### Problem requirements
Please transcribe the following records in full, exactly as given.

### Materials provided
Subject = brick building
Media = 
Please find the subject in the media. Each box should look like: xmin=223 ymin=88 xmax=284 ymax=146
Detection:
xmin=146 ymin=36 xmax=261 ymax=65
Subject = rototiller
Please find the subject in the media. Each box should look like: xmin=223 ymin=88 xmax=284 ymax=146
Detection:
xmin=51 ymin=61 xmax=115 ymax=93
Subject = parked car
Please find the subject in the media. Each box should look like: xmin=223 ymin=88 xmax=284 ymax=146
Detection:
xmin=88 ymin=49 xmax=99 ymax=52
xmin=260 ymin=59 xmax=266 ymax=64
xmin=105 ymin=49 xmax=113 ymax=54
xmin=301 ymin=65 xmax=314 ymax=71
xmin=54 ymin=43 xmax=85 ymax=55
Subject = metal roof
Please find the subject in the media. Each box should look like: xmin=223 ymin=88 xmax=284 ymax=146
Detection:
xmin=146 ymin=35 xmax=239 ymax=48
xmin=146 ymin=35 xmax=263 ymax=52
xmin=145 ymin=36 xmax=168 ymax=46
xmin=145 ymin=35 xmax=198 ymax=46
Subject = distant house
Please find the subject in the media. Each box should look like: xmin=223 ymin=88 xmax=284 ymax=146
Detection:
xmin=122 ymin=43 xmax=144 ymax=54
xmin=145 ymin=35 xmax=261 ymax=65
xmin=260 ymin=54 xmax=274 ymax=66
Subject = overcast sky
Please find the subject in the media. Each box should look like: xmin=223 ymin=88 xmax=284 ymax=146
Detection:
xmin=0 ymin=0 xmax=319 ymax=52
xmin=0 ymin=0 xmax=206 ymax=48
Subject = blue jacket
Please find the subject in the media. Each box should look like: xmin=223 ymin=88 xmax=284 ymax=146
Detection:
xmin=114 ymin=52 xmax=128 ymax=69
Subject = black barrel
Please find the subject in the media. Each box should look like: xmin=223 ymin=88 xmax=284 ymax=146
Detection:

### Result of this task
Subject = brick building
Media = 
Please find the subject in the media. Each box should look like: xmin=223 ymin=88 xmax=284 ymax=146
Detection:
xmin=146 ymin=36 xmax=261 ymax=65
Subject = rototiller
Please find the subject in the media. Each box should look like: xmin=223 ymin=88 xmax=284 ymax=146
Detection:
xmin=51 ymin=61 xmax=115 ymax=93
Subject = parked car
Please find the subject in the media. Each box should look like: xmin=223 ymin=88 xmax=284 ymax=146
Detection:
xmin=88 ymin=49 xmax=99 ymax=52
xmin=260 ymin=59 xmax=266 ymax=64
xmin=105 ymin=49 xmax=113 ymax=54
xmin=301 ymin=65 xmax=314 ymax=71
xmin=54 ymin=43 xmax=85 ymax=55
Subject = metal roof
Please find the subject in the media. Each box should look like: xmin=223 ymin=88 xmax=284 ymax=146
Detection:
xmin=146 ymin=35 xmax=239 ymax=48
xmin=146 ymin=35 xmax=263 ymax=52
xmin=145 ymin=36 xmax=168 ymax=46
xmin=145 ymin=35 xmax=198 ymax=46
Subject = distant house
Please find the subject in the media. Each box should look like: xmin=223 ymin=88 xmax=284 ymax=146
Detection:
xmin=122 ymin=43 xmax=144 ymax=54
xmin=145 ymin=35 xmax=261 ymax=65
xmin=260 ymin=54 xmax=274 ymax=66
Subject = overcast sky
Please find the subject in the media. Each box should look like: xmin=223 ymin=88 xmax=284 ymax=146
Detection:
xmin=0 ymin=0 xmax=319 ymax=52
xmin=0 ymin=0 xmax=206 ymax=48
Subject = blue jacket
Please find the subject in the media. Each box should look like: xmin=223 ymin=88 xmax=284 ymax=146
Detection:
xmin=114 ymin=52 xmax=128 ymax=69
Subject = black barrel
Please find the subject in the media. Each box should look like: xmin=223 ymin=88 xmax=284 ymax=146
Detection:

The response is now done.